**What is being asked**.
Count the lines in the records below that contain the string "face", with case counting. Give only the number.

**Records for processing**.
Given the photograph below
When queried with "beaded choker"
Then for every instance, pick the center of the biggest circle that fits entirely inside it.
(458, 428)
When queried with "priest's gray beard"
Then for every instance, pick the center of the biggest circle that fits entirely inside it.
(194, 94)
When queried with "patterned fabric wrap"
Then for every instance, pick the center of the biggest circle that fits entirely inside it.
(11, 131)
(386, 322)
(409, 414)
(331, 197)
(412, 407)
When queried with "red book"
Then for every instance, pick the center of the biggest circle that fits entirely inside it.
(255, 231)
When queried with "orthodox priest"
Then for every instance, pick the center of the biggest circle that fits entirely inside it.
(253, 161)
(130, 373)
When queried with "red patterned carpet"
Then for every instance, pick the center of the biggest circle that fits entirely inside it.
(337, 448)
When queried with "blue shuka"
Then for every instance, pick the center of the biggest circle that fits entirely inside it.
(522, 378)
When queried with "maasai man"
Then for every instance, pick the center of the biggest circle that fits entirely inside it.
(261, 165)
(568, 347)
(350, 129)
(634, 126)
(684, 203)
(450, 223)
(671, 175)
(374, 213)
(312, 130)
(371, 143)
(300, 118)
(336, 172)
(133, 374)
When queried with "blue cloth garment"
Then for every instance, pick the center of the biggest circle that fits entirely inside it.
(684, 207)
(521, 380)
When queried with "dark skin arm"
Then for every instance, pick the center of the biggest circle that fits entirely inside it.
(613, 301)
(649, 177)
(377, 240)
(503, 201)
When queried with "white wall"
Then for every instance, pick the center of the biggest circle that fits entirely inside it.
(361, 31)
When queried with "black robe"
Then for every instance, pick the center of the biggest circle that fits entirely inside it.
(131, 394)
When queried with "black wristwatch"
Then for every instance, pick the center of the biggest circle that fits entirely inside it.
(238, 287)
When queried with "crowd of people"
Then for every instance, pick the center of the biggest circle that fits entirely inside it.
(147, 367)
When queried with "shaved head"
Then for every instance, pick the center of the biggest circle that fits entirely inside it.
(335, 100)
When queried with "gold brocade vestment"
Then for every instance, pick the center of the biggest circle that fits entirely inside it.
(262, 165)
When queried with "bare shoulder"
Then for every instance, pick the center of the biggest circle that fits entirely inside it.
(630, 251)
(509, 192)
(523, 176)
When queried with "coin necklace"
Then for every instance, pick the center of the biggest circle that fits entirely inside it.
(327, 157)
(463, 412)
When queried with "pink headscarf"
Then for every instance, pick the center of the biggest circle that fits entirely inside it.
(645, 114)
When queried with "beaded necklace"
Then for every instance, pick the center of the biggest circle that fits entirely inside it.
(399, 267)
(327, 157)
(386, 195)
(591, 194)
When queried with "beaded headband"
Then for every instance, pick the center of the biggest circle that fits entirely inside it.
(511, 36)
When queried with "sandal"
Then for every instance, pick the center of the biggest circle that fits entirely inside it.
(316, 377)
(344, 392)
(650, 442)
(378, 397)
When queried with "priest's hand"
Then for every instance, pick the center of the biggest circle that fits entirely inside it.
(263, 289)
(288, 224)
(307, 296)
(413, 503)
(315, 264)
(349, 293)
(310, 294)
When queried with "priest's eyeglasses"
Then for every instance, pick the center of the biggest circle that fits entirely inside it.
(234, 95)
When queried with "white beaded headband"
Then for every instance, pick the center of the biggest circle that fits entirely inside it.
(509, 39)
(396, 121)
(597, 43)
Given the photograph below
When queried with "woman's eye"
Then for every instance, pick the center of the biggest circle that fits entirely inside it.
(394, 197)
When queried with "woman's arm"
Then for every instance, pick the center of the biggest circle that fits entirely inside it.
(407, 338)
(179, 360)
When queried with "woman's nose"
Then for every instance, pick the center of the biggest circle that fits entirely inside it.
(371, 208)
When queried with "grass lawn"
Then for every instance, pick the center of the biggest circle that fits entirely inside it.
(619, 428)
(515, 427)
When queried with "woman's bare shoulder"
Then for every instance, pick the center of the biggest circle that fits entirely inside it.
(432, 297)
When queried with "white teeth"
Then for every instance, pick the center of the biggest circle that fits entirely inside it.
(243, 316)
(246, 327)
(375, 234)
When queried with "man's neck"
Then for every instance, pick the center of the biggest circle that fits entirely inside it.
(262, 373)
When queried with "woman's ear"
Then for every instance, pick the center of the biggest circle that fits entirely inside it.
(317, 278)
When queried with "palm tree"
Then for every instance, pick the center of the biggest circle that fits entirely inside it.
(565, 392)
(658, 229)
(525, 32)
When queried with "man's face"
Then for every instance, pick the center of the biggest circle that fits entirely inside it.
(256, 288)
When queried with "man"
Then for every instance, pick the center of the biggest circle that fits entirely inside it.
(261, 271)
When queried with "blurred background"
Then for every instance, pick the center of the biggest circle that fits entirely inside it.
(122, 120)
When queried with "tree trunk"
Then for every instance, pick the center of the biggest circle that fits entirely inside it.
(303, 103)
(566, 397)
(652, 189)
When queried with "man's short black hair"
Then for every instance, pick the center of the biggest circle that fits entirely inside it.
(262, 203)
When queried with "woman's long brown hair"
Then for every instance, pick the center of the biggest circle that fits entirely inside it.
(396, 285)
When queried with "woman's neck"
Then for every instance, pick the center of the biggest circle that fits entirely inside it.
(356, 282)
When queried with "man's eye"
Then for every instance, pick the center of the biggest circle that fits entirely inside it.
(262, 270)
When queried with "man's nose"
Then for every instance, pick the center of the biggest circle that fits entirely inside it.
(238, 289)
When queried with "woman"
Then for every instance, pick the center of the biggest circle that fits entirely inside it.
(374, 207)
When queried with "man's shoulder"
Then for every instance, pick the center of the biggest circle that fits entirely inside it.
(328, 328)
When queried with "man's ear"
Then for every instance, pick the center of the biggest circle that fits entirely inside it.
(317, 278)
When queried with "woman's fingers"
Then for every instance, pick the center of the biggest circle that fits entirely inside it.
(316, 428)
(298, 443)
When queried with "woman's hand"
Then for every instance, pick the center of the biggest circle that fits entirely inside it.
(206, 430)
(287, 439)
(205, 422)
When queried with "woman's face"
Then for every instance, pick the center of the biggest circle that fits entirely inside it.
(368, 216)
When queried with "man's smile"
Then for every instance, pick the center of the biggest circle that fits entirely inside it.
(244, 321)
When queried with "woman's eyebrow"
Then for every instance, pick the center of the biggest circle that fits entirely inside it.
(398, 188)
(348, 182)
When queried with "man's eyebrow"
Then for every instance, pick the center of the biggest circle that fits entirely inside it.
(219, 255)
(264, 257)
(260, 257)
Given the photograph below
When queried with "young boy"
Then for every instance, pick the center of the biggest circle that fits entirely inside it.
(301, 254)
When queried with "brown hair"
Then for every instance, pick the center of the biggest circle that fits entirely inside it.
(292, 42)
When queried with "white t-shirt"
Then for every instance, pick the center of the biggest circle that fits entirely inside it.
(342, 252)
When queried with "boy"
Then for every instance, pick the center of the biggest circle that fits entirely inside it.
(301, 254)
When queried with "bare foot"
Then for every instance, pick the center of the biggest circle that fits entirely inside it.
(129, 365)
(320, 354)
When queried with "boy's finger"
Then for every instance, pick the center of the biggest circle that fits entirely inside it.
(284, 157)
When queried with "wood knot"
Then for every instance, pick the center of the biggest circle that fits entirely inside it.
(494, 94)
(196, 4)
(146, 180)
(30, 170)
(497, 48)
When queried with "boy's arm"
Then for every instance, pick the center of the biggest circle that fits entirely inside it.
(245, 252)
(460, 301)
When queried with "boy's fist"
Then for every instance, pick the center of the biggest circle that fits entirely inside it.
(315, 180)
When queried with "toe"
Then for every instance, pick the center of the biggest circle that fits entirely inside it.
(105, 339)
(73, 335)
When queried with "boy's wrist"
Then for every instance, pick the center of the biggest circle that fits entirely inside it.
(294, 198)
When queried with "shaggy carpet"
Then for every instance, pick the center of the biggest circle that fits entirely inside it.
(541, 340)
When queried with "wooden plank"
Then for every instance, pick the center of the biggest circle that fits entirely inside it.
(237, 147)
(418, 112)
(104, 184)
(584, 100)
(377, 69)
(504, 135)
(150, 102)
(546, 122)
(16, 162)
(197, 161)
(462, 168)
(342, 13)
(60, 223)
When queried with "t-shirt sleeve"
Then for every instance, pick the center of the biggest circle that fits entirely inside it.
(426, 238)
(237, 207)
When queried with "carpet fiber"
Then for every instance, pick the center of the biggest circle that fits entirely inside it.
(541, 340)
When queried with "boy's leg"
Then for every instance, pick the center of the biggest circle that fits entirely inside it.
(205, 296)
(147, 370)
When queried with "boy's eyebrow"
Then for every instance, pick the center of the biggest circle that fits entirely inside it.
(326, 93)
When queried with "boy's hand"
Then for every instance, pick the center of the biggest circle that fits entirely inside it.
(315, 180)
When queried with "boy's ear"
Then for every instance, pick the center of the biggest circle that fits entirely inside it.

**Task solution**.
2